• [What to work on]: Which of the lines below contain the word "orange"? Report each of those lines in full.

** START **

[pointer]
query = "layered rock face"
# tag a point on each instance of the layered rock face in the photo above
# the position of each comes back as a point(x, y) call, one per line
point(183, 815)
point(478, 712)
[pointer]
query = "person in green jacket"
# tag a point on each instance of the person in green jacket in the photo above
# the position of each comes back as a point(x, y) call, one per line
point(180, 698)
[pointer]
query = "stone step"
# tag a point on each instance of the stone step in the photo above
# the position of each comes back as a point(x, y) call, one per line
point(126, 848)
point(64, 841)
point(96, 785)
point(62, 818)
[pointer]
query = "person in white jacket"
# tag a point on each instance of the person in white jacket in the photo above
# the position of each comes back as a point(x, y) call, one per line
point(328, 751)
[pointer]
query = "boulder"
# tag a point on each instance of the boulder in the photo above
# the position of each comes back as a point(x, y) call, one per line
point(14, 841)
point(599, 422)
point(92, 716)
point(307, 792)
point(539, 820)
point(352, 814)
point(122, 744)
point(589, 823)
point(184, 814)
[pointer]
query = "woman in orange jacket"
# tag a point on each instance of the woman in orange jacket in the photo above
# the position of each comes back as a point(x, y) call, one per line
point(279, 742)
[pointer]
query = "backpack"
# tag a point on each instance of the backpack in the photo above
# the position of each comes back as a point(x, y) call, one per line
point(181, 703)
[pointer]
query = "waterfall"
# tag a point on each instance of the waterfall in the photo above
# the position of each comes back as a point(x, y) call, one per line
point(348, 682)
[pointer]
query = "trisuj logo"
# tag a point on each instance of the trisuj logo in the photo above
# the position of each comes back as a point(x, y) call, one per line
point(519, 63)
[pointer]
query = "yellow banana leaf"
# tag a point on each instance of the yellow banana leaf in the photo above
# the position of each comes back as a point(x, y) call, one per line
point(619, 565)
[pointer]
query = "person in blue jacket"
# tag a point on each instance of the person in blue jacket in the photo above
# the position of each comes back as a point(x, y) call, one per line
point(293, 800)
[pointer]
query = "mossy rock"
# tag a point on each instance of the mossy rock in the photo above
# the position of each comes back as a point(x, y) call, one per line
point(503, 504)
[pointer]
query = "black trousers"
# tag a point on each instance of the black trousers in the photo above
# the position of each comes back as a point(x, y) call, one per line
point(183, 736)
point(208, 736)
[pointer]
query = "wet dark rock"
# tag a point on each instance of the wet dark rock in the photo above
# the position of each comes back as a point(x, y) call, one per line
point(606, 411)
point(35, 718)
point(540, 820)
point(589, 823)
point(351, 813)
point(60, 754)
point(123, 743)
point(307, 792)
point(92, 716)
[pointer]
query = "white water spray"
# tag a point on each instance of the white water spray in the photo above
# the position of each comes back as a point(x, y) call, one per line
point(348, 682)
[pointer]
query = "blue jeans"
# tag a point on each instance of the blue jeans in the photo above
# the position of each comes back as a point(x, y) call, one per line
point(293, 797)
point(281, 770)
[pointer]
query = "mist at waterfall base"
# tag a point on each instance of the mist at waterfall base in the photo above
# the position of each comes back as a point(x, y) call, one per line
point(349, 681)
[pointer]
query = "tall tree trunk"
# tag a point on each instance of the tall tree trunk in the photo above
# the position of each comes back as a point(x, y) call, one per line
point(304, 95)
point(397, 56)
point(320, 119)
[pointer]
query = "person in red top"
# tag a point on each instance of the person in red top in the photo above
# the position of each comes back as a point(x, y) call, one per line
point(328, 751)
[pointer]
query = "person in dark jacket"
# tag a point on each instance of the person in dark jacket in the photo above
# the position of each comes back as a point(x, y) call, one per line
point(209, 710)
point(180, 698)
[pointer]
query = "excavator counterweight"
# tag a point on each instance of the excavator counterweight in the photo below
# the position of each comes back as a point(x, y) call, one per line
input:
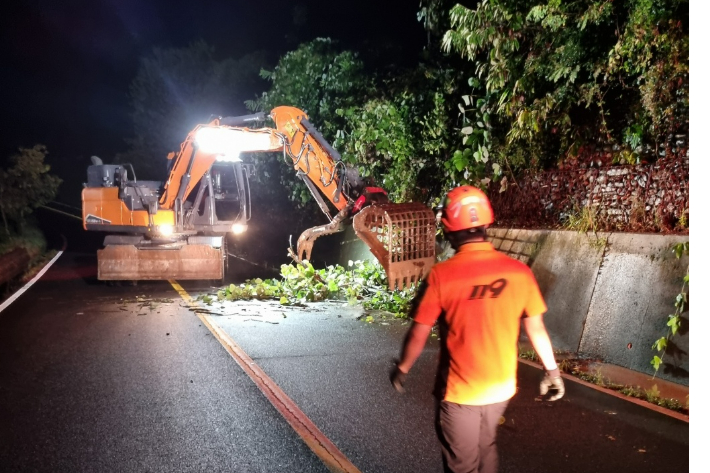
point(180, 232)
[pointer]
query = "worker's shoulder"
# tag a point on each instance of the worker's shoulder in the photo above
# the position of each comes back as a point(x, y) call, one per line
point(491, 256)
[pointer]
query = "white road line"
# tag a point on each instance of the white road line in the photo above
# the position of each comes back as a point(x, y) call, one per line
point(29, 284)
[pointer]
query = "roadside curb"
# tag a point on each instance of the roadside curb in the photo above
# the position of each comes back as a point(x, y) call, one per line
point(611, 392)
point(29, 284)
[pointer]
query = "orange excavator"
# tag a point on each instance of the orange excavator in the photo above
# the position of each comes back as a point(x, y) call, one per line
point(179, 232)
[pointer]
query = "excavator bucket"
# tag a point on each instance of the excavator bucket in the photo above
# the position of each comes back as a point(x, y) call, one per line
point(402, 237)
point(129, 263)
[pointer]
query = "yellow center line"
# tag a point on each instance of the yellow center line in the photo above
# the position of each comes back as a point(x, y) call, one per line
point(326, 450)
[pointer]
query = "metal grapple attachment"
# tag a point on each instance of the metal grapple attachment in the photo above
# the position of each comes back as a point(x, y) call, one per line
point(402, 237)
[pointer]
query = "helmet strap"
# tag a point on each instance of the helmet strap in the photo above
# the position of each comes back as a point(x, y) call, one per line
point(469, 235)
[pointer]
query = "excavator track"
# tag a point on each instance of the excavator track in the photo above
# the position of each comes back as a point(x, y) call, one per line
point(188, 262)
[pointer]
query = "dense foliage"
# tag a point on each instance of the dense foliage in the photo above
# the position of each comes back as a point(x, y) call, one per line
point(175, 90)
point(551, 77)
point(25, 185)
point(362, 282)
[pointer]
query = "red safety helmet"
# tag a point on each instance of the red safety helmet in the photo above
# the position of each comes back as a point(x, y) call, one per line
point(466, 207)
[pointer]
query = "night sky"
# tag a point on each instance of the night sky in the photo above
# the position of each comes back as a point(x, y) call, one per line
point(67, 65)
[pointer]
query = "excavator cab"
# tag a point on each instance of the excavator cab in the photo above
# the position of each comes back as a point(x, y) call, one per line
point(145, 241)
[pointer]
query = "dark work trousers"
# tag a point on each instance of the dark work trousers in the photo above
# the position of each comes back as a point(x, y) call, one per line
point(468, 436)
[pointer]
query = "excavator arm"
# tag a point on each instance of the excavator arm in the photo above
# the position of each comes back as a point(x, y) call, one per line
point(400, 236)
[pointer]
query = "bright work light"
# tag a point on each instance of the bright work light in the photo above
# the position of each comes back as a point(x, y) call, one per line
point(165, 230)
point(229, 143)
point(238, 228)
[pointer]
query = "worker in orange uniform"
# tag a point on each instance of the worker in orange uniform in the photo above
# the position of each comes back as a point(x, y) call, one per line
point(478, 296)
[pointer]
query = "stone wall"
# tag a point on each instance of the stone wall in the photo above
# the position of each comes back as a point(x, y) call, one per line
point(647, 197)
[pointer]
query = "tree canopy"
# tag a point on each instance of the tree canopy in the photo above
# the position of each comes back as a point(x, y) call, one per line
point(175, 90)
point(25, 185)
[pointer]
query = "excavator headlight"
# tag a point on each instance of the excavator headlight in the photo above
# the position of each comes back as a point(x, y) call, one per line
point(228, 143)
point(165, 230)
point(238, 228)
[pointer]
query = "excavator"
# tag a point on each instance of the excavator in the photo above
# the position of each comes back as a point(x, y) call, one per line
point(179, 231)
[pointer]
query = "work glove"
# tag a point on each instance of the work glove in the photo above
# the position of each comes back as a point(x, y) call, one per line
point(397, 378)
point(552, 379)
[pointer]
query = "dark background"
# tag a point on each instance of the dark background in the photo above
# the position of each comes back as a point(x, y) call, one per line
point(67, 66)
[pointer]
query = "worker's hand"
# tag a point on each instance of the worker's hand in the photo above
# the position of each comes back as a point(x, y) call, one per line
point(552, 380)
point(397, 378)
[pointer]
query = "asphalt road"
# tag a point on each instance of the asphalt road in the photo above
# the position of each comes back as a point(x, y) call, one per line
point(100, 378)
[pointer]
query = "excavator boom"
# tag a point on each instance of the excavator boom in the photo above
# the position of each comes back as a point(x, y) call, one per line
point(400, 236)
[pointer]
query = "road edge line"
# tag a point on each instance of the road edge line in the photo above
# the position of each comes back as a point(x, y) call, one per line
point(326, 450)
point(17, 294)
point(611, 392)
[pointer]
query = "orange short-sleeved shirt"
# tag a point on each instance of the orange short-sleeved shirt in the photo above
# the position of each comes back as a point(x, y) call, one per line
point(479, 296)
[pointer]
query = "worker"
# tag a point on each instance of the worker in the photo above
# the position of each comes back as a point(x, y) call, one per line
point(478, 297)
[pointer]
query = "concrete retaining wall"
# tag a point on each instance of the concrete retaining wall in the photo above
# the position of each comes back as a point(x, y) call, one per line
point(608, 294)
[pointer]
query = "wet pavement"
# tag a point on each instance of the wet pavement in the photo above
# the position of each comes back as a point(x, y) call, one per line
point(126, 378)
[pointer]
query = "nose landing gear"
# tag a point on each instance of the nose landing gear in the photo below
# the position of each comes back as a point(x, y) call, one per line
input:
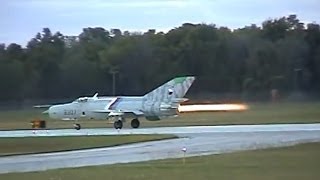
point(135, 123)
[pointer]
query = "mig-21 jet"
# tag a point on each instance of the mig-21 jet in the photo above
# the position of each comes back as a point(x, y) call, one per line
point(160, 103)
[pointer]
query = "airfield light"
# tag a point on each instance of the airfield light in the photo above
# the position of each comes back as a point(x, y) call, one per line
point(212, 107)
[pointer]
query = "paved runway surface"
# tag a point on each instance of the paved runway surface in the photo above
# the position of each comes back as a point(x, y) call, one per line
point(199, 140)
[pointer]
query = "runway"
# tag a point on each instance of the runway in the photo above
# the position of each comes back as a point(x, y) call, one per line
point(199, 140)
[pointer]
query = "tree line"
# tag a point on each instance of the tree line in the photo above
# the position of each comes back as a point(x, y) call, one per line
point(283, 54)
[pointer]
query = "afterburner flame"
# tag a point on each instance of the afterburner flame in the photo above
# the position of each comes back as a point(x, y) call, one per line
point(212, 107)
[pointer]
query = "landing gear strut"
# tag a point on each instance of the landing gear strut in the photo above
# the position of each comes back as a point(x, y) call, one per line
point(135, 123)
point(77, 126)
point(118, 124)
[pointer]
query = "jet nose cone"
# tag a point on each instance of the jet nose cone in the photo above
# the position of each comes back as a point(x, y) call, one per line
point(52, 111)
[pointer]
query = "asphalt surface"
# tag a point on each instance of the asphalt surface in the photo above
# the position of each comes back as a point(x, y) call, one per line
point(198, 140)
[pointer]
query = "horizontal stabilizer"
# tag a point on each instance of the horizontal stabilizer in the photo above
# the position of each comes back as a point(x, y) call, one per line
point(179, 100)
point(42, 106)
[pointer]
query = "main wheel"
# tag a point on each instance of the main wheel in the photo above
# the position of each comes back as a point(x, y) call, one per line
point(118, 124)
point(77, 126)
point(135, 123)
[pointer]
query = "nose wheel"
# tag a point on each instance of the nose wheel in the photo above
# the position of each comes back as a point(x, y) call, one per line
point(77, 126)
point(135, 123)
point(118, 124)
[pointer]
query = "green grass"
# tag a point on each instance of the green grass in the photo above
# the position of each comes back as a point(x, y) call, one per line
point(13, 146)
point(260, 113)
point(292, 163)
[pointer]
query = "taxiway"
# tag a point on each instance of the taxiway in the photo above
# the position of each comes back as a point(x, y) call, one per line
point(198, 140)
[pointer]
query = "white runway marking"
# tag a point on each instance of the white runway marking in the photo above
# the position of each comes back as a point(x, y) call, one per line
point(199, 140)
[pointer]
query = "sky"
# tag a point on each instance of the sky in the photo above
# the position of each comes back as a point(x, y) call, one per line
point(20, 20)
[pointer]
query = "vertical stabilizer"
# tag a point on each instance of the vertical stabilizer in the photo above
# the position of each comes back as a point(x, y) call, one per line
point(173, 89)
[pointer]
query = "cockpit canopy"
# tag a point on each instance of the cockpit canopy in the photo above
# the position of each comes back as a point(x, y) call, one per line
point(81, 99)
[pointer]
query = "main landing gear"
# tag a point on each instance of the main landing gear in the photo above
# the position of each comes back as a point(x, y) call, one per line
point(77, 126)
point(118, 124)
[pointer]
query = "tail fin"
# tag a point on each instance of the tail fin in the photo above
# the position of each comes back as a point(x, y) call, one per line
point(172, 90)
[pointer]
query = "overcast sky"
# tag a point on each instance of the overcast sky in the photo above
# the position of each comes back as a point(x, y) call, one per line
point(20, 20)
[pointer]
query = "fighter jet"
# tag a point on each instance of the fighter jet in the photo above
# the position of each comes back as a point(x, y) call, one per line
point(162, 102)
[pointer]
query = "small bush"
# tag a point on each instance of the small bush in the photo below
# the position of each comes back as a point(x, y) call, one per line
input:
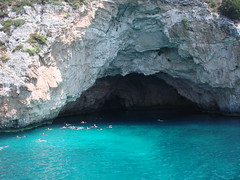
point(231, 9)
point(3, 14)
point(213, 3)
point(31, 52)
point(2, 46)
point(18, 6)
point(11, 22)
point(18, 22)
point(5, 57)
point(185, 22)
point(18, 48)
point(37, 39)
point(7, 25)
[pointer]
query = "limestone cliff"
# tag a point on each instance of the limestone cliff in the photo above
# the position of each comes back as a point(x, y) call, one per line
point(182, 42)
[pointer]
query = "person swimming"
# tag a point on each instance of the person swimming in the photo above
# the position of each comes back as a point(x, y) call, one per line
point(40, 140)
point(1, 148)
point(18, 137)
point(95, 126)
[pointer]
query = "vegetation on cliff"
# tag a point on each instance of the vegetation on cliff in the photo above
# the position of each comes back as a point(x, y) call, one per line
point(231, 8)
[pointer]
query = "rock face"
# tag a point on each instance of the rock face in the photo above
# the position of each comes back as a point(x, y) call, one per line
point(133, 91)
point(182, 42)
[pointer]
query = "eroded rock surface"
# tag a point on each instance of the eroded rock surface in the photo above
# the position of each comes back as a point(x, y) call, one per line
point(133, 91)
point(199, 58)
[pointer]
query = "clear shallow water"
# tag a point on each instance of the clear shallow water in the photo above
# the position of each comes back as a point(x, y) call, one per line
point(137, 147)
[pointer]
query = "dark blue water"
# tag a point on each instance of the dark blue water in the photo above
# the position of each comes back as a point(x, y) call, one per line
point(141, 145)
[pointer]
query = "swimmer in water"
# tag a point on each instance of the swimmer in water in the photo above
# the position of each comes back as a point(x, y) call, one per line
point(1, 148)
point(40, 140)
point(18, 137)
point(95, 126)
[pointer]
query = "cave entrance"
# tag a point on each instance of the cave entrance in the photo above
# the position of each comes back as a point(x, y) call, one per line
point(130, 92)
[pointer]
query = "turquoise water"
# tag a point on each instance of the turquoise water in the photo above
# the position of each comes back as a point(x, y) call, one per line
point(141, 145)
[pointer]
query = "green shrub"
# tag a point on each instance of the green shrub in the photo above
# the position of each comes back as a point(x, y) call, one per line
point(3, 14)
point(18, 22)
point(185, 22)
point(213, 3)
point(18, 48)
point(11, 22)
point(5, 57)
point(37, 39)
point(18, 6)
point(2, 46)
point(231, 9)
point(7, 25)
point(31, 52)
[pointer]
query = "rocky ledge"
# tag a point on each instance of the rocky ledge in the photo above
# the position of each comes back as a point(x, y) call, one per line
point(58, 53)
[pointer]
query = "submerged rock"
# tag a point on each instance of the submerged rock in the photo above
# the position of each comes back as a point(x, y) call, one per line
point(192, 49)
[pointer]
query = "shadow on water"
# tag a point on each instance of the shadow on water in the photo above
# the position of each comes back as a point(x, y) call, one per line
point(161, 117)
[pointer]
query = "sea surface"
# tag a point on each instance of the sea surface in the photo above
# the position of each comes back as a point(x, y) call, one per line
point(146, 145)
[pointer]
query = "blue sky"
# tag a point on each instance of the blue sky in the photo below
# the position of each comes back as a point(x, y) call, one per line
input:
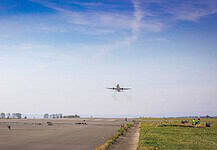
point(58, 56)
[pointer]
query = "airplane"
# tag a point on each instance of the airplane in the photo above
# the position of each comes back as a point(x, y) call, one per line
point(118, 88)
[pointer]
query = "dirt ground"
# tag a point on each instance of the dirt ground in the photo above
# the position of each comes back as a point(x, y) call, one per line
point(129, 141)
point(64, 134)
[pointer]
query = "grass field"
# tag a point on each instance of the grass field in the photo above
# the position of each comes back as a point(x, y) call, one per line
point(170, 134)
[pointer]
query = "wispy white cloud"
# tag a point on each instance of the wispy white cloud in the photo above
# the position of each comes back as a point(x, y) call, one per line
point(186, 10)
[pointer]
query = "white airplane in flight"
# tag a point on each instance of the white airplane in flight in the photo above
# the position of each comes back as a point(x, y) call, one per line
point(118, 88)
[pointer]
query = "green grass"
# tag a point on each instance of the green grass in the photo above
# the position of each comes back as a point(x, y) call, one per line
point(153, 136)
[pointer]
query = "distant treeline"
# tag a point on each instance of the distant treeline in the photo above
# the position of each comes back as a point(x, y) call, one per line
point(207, 116)
point(46, 116)
point(10, 115)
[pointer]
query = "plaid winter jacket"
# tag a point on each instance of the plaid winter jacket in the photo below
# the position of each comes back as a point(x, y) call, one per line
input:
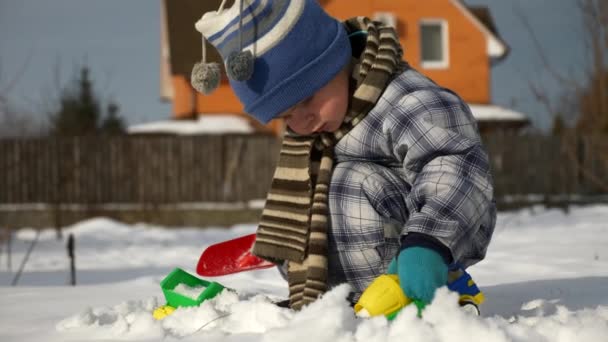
point(428, 137)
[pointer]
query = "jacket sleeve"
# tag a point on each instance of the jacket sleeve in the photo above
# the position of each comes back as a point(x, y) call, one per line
point(451, 206)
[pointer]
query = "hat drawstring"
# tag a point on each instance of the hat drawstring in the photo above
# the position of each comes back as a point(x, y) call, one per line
point(239, 64)
point(206, 77)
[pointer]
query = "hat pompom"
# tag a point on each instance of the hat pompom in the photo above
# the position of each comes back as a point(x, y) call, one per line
point(239, 65)
point(205, 77)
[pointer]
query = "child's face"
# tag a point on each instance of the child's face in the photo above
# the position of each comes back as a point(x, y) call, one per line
point(324, 111)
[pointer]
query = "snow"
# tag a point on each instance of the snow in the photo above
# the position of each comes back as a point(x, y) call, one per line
point(206, 124)
point(545, 279)
point(495, 113)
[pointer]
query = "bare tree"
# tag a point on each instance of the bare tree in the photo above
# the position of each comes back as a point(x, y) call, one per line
point(15, 122)
point(582, 107)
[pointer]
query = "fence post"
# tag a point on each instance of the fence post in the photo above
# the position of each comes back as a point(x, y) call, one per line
point(72, 255)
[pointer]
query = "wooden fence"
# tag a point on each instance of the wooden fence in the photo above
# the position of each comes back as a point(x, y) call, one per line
point(140, 169)
point(229, 168)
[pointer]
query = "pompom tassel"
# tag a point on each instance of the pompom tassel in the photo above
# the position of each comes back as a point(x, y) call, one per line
point(239, 66)
point(205, 77)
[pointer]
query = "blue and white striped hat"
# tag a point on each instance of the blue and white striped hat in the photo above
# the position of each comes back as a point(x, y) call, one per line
point(297, 48)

** END **

• [Full answer]:
query = "woman in orange jacket"
# tag a point on each instance of the woman in orange jacket in the photo above
query = "orange excavator"
# tag a point on each instance of the orange excavator in the photo above
query = "worker in orange uniform"
# tag a point on each instance of the worker in orange uniform in the photo above
query = "orange short-sleeved shirt"
# tag a point on each instance of the orange short-sleeved shirt in the photo above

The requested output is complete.